***** Dokumentauszug

Sie erklärte: Wir sind bei der Bekämpfung des Klimawandels eng mit Indien abgestimmt. Die Solarenergie wird eine entscheidende Rolle dabei spielen, unsere Ziele auf dem Weg zur Klimaneutralität sowohl in Indien als auch in Europa zu erreichen. Investitionen in diesem Bereich werden auch zu einer Investition in unsere Sicherheit. Jede Kilowattleistung, die wir aus Sonnenenergie, Windenergie, Wasserkraft oder Biomasse erzeugen, verringert unsere Abhängigkeit von fossilen Brennstoffen aus dem Ausland.“

Und während die Kommissionspräsidentin in Indien um Zusammenarbeit warb, unterzeichnete derweil Indiens erstes und einziges Solarglas produzierendes Unternehmen Borosil Renewables Limited (“BRL”) und die Interfloat Gruppe (“Interfloat” mit Sitz in der EU)  heute ein verbindliches Übereinkommen, das es BRL ermöglicht gegen Bar- und Aktientransaktion 100 Prozent der Interfloat Gruppe zu übernehmen.  Über den Kaufpreis wurde Stillschweigen vereinbart.

Die Interfloat Group besteht aus den beiden Unternehmen Glasmanufaktur Brandenburg GmbH (“GMB”) mit Sitz in Tschernitz/Brandenburg und der Interfloat Corporation mit Sitz in Liechtenstein. GMB ist mit einer Kapazität von 300 TPD Europas größter Produzent von Solarglas in Europa. Seit 2010 produziert GMB für den europäischen Markt Solarglas – sowohl für Thermosolar- als auch Photovoltaik-Anlagen. Mit nahezu 40 Jahren Erfahrung in der Glasproduktion ist GMB Teil einer tief verwurzelten Tradition der Glasherstellung in der Region.

**********
***** Auszüge aus Datensätzen

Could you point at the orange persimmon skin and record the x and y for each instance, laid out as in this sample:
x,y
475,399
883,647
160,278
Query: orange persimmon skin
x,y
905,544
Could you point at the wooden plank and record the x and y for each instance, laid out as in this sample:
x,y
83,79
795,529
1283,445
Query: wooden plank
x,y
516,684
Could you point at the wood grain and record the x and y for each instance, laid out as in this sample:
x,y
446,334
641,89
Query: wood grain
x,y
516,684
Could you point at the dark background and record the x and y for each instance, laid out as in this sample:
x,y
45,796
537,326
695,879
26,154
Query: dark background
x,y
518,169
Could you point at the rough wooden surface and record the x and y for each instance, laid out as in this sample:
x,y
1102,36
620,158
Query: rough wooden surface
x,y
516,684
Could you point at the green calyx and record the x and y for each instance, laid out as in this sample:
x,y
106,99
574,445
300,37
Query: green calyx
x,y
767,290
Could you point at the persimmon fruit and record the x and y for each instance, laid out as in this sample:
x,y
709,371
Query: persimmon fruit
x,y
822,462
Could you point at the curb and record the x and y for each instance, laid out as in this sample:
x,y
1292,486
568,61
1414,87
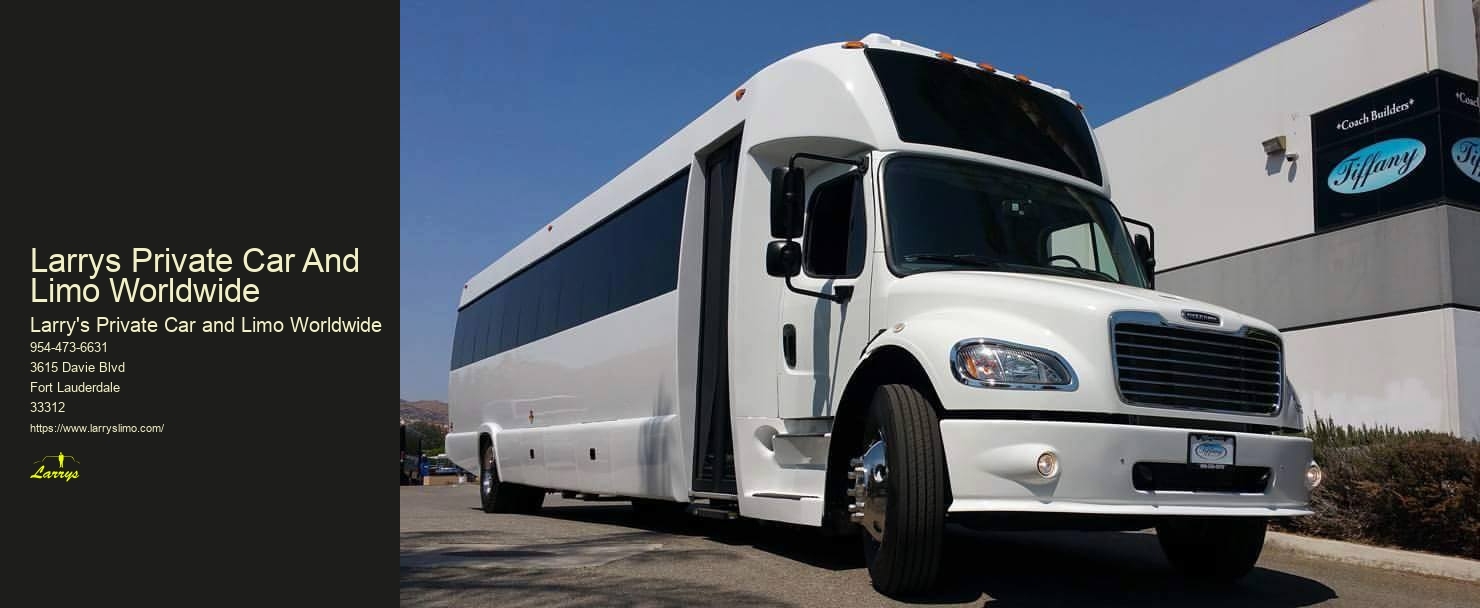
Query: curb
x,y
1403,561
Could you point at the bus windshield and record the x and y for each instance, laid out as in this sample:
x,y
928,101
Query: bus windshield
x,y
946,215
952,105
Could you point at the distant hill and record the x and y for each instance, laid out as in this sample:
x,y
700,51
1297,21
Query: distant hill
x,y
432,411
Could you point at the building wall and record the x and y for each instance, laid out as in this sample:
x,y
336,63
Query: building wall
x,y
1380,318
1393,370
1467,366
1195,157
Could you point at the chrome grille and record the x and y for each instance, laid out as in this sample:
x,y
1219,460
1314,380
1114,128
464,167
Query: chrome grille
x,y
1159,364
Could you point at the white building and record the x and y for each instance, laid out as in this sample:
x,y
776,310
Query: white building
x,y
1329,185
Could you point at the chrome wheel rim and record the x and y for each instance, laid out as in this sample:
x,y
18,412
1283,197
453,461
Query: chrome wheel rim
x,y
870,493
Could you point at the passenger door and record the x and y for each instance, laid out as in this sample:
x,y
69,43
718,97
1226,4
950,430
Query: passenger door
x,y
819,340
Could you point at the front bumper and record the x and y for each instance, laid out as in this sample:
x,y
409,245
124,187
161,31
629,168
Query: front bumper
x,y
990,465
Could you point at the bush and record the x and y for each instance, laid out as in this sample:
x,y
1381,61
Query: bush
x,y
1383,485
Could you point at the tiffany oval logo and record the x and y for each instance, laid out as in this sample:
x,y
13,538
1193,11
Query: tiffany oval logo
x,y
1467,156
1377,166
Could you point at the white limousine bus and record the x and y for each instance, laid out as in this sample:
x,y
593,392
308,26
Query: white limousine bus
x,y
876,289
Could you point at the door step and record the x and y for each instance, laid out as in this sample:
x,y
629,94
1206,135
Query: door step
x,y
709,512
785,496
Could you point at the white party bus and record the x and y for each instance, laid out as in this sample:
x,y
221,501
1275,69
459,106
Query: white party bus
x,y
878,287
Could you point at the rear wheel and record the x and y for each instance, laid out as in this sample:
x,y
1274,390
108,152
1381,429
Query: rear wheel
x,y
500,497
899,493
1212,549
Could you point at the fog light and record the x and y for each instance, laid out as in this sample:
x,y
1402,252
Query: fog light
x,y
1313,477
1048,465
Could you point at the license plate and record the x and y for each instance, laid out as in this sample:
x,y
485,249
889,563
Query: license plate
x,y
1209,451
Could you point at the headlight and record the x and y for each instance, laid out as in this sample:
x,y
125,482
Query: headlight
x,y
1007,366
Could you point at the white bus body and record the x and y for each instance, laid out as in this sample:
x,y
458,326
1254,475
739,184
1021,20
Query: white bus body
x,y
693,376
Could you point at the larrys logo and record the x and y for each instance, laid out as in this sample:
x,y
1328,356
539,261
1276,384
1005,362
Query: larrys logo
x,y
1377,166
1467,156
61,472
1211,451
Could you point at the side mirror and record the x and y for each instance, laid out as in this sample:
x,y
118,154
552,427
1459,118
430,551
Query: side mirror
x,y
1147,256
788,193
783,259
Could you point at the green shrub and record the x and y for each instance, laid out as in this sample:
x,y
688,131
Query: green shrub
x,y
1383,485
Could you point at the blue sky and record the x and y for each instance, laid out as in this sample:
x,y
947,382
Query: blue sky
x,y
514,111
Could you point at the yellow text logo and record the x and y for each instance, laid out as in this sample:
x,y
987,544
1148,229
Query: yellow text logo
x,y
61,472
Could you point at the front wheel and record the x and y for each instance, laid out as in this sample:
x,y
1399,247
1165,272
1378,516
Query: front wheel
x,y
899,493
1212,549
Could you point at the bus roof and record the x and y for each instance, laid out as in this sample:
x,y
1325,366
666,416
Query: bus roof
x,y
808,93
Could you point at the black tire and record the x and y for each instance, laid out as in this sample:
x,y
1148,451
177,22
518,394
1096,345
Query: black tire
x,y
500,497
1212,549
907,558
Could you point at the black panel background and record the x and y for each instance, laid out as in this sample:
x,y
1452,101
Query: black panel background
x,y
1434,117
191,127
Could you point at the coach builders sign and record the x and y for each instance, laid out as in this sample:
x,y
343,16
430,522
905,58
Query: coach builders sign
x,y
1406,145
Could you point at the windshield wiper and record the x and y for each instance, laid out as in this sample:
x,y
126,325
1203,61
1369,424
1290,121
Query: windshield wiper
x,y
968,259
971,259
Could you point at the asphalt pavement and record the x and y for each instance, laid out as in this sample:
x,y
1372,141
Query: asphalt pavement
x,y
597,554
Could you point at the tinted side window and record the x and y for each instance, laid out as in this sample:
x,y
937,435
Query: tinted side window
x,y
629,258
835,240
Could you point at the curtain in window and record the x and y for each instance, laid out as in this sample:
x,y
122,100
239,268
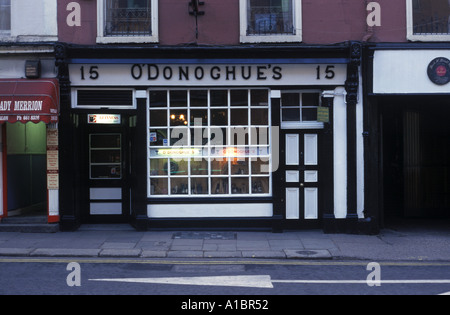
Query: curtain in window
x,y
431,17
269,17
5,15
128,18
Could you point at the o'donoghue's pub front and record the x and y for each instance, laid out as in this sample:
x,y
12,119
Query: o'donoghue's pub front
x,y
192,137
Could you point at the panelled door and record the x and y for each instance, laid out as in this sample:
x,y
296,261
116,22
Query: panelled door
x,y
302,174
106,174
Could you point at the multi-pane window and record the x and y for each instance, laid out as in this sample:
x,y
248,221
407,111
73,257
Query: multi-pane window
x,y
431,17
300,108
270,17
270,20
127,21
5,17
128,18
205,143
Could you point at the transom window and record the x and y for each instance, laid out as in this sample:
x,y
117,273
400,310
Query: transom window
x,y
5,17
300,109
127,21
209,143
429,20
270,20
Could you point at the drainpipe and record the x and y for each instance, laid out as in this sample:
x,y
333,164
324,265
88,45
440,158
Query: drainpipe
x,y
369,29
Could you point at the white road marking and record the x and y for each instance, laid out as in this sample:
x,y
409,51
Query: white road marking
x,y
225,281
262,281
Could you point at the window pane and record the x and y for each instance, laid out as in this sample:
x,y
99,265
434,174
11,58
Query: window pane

**********
***** Auszüge aus Datensätzen

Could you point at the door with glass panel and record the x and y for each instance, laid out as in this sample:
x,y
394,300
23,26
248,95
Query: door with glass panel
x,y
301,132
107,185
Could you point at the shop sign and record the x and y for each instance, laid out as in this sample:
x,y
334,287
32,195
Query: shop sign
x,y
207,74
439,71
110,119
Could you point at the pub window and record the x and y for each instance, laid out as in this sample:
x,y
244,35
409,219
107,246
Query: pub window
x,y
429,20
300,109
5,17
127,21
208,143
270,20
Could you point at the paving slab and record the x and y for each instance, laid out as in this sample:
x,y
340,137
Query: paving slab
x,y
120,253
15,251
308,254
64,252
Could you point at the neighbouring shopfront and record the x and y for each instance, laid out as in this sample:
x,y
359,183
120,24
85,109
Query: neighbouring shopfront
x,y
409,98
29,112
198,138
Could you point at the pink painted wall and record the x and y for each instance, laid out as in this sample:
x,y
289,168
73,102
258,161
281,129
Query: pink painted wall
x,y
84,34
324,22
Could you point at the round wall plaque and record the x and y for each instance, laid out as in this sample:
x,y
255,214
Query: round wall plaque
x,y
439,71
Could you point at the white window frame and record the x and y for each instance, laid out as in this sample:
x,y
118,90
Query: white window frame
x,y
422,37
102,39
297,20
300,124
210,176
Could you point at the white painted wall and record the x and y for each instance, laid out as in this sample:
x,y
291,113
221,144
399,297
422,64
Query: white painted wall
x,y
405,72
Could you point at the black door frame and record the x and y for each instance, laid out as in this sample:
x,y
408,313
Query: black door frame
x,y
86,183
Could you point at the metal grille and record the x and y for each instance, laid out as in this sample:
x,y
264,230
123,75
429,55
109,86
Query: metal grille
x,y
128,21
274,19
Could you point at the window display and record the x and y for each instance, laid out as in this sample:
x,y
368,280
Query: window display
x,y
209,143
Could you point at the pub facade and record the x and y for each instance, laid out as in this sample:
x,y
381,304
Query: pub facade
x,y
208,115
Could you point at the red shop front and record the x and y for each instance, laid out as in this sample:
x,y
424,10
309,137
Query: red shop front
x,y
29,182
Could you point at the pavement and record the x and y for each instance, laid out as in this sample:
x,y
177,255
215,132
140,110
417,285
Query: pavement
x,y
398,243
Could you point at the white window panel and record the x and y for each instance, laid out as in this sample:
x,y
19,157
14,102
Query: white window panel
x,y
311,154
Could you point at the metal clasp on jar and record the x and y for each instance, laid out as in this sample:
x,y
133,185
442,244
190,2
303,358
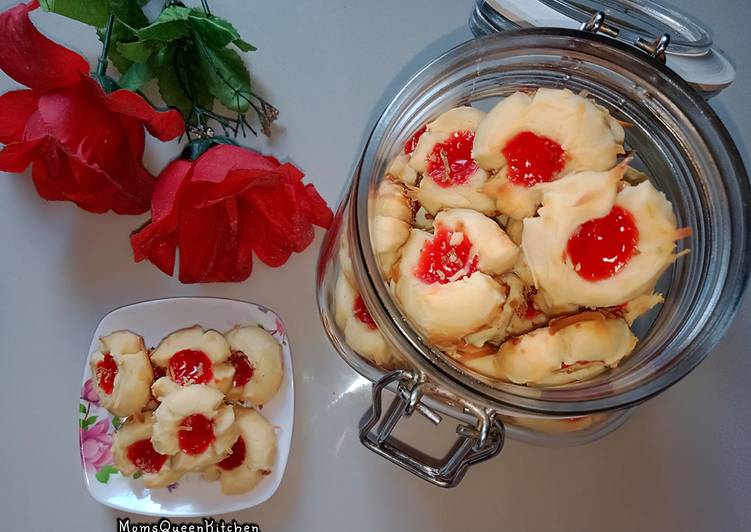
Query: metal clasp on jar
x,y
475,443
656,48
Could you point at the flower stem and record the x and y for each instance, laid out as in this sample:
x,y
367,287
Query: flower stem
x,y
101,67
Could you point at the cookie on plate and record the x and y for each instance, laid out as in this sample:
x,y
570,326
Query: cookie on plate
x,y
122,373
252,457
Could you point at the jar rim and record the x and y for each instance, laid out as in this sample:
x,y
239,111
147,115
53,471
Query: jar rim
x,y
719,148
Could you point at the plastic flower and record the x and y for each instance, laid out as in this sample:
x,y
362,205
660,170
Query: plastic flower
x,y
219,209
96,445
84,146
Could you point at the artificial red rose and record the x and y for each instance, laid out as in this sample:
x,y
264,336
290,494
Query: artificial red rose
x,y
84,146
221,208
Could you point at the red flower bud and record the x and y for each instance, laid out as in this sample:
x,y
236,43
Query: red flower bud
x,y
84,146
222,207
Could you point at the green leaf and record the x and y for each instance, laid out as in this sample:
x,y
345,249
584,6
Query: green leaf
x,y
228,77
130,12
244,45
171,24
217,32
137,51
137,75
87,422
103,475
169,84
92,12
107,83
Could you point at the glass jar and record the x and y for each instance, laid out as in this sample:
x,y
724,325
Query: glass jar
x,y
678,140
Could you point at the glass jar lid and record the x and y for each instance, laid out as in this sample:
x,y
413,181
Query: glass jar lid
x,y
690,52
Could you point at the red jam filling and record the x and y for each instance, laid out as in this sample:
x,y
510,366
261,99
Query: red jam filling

**********

- Schriftliche Aufgabe A
Geben Sie aus dem Dokumentauszug den Abschnitt von „Und während die“ bis „wurde Stillschweigen vereinbart.“ wortgetreu wieder.
- Schriftliche Aufgabe B
Beantworten Sie anhand des Dokumentauszugs die folgenden Fragen:
(i) Wo hat die Glasmanufaktur Brandenburg GmbH ihren Sitz?
(ii) Wie viel Prozent der Interfloat Gruppe kann BRL laut dem Übereinkommen übernehmen?
(iii) Welche Energiequellen werden in der Aussage neben der Sonnenenergie genannt?
Die Datensätze werden hierfür nicht benötigt.

- Ausgearbeitete Lösung A
Und während die Kommissionspräsidentin in Indien um Zusammenarbeit warb, unterzeichnete derweil Indiens erstes und einziges Solarglas produzierendes Unternehmen Borosil Renewables Limited (“BRL”) und die Interfloat Gruppe (“Interfloat” mit Sitz in der EU)  heute ein verbindliches Übereinkommen, das es BRL ermöglicht gegen Bar- und Aktientransaktion 100 Prozent der Interfloat Gruppe zu übernehmen.  Über den Kaufpreis wurde Stillschweigen vereinbart.

- Ausgearbeitete Lösung B
(i) In Tschernitz/Brandenburg.
(ii) 100 Prozent.
(iii) Windenergie, Wasserkraft und Biomasse.